(Annotated coordinate records)
------------------------------------------------------------
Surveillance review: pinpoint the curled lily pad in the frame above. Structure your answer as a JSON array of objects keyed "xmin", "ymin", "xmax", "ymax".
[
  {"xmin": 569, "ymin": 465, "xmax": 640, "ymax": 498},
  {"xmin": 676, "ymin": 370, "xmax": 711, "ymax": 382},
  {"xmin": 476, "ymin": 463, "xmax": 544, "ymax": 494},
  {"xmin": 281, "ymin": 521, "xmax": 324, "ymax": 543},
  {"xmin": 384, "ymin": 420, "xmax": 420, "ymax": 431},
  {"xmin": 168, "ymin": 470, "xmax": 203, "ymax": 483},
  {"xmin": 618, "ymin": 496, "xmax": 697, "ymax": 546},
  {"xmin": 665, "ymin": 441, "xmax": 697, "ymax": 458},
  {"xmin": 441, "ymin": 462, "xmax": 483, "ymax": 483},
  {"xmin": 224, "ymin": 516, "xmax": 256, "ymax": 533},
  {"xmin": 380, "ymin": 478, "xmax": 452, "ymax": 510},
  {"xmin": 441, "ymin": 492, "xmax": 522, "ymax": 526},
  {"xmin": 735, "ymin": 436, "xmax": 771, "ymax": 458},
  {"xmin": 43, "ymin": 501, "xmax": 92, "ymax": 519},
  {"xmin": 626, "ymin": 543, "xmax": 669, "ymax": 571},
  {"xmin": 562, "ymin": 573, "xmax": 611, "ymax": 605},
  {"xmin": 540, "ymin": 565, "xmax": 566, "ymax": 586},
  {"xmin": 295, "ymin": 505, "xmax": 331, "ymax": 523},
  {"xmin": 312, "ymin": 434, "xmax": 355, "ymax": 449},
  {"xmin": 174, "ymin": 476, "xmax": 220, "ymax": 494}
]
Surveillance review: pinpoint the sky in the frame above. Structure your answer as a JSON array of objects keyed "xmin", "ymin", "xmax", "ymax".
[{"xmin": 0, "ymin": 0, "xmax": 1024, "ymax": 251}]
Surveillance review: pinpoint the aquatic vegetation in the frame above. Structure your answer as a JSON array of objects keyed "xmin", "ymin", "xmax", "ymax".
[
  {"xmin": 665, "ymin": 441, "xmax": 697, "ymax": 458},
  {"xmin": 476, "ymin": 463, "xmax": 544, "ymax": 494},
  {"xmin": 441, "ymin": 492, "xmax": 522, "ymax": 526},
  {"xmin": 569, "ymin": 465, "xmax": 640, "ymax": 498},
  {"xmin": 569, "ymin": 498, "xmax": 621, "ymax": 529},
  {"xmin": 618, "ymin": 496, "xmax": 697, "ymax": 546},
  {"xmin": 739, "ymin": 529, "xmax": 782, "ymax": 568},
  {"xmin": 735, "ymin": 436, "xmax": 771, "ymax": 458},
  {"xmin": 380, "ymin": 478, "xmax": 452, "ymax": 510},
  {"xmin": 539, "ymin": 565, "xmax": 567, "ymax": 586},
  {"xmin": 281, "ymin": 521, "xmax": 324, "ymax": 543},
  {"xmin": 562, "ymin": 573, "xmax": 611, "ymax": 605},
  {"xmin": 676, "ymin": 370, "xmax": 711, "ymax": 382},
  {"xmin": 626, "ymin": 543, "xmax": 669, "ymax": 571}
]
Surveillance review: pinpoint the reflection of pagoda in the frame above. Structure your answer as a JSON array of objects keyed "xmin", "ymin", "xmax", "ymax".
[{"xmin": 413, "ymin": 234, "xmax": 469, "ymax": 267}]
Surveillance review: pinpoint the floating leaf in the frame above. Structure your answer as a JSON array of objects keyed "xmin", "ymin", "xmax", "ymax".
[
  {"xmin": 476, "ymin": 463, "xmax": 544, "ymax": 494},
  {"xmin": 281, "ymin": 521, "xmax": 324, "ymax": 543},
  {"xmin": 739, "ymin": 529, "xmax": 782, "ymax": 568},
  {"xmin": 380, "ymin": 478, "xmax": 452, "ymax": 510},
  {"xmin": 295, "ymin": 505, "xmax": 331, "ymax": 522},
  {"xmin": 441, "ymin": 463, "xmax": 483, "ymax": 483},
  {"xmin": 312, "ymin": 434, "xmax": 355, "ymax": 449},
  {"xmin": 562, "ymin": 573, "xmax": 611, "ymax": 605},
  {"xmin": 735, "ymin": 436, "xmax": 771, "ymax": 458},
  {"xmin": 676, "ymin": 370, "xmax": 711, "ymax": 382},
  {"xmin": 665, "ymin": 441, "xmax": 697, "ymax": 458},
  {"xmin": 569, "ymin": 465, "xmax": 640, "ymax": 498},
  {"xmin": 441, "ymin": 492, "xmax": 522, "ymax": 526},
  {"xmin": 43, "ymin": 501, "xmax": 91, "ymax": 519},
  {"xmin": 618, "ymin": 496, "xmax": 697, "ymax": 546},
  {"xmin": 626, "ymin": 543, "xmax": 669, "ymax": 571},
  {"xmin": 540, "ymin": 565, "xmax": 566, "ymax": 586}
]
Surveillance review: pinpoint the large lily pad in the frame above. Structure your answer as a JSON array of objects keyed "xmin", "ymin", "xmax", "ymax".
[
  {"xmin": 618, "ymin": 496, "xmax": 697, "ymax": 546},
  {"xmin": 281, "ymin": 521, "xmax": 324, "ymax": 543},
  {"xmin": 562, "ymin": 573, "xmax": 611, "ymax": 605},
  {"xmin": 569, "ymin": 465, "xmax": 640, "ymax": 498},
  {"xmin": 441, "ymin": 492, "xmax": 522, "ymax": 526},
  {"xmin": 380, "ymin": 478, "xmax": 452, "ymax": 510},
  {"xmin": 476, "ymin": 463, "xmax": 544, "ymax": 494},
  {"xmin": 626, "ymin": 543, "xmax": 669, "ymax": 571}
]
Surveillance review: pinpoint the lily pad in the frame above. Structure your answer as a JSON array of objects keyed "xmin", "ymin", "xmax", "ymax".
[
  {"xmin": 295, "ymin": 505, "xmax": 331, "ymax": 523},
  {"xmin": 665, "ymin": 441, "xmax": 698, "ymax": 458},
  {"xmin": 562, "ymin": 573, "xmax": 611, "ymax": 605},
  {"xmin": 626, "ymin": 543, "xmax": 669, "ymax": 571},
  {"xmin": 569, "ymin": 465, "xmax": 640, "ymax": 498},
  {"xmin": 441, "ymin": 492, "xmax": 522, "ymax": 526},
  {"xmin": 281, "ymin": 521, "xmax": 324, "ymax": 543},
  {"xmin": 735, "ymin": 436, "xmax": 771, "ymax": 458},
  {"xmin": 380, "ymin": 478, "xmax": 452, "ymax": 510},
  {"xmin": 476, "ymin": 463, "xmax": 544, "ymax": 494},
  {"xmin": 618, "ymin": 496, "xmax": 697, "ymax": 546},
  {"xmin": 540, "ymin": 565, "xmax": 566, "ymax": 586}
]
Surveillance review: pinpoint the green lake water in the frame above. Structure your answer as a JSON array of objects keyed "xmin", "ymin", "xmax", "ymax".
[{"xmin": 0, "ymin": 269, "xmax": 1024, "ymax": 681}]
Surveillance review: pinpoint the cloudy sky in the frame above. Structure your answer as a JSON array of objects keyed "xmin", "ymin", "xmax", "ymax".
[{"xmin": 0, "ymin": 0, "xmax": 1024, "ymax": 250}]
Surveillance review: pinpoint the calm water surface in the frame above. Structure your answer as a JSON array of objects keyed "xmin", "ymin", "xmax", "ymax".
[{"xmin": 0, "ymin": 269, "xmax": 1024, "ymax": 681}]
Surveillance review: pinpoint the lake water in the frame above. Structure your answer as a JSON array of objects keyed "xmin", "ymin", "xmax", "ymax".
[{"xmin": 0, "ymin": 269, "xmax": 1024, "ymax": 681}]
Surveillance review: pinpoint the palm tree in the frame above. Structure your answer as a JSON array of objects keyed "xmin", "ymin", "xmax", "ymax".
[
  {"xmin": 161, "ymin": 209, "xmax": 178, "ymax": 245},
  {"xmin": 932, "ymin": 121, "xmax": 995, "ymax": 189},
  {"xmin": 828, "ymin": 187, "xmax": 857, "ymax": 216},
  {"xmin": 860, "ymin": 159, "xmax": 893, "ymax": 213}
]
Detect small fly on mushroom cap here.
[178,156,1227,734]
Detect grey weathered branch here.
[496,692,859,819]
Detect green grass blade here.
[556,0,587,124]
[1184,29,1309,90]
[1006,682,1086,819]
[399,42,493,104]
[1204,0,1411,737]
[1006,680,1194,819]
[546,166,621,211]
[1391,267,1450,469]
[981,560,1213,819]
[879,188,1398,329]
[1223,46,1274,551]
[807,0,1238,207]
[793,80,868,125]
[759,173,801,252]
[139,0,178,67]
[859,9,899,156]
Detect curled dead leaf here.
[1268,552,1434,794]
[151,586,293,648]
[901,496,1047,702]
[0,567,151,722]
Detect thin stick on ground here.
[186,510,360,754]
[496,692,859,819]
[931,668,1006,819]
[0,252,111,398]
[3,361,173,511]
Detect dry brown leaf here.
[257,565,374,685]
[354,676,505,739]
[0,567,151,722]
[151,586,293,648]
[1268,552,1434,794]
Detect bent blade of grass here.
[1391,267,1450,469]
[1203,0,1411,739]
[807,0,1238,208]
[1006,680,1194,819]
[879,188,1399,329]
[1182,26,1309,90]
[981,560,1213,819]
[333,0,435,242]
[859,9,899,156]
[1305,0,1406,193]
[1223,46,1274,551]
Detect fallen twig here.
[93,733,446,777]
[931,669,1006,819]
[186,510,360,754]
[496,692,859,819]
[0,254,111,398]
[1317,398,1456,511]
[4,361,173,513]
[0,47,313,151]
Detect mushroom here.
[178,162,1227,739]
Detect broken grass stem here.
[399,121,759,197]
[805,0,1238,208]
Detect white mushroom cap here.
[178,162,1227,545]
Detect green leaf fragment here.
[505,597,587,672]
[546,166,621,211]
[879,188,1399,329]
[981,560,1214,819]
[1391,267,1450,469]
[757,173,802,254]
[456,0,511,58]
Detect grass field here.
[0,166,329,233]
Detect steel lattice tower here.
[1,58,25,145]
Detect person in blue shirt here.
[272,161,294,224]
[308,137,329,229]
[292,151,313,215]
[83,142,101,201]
------------------------------------------------------------
Requirements:
Rewrite the lines from the one with "Detect dry brown leaf here." through the end of the material, swapping "mushroom" for "toadstool" and leaving everything else as it is.

Answer for the task:
Detect dry brown leaf here.
[257,565,374,685]
[354,676,505,739]
[0,567,151,722]
[151,586,293,648]
[1268,552,1434,794]
Detect bent blade of grass here.
[1391,267,1450,469]
[1203,0,1411,739]
[807,0,1238,208]
[1006,680,1194,819]
[879,188,1399,329]
[1182,26,1309,90]
[981,560,1213,819]
[333,0,435,242]
[859,9,899,156]
[1305,0,1406,193]
[1223,46,1274,551]
Detect fallen twig here.
[93,733,446,777]
[931,669,1006,819]
[186,510,360,754]
[496,692,859,819]
[0,254,111,398]
[1317,398,1456,511]
[4,361,173,513]
[0,47,313,151]
Detect toadstool here.
[178,162,1227,739]
Detect broken grass stem here.
[399,121,759,197]
[805,0,1238,208]
Detect white toadstool cap here.
[178,162,1227,545]
Detect green leaf fragment here.
[505,597,587,672]
[546,166,621,211]
[879,188,1399,329]
[981,560,1214,819]
[1391,267,1450,469]
[757,173,802,254]
[456,0,511,58]
Detect grass field here.
[0,166,329,233]
Detect steel lattice tower here.
[1,58,25,145]
Detect person in blue shirt here.
[272,161,294,224]
[308,137,329,229]
[292,151,313,215]
[83,142,101,201]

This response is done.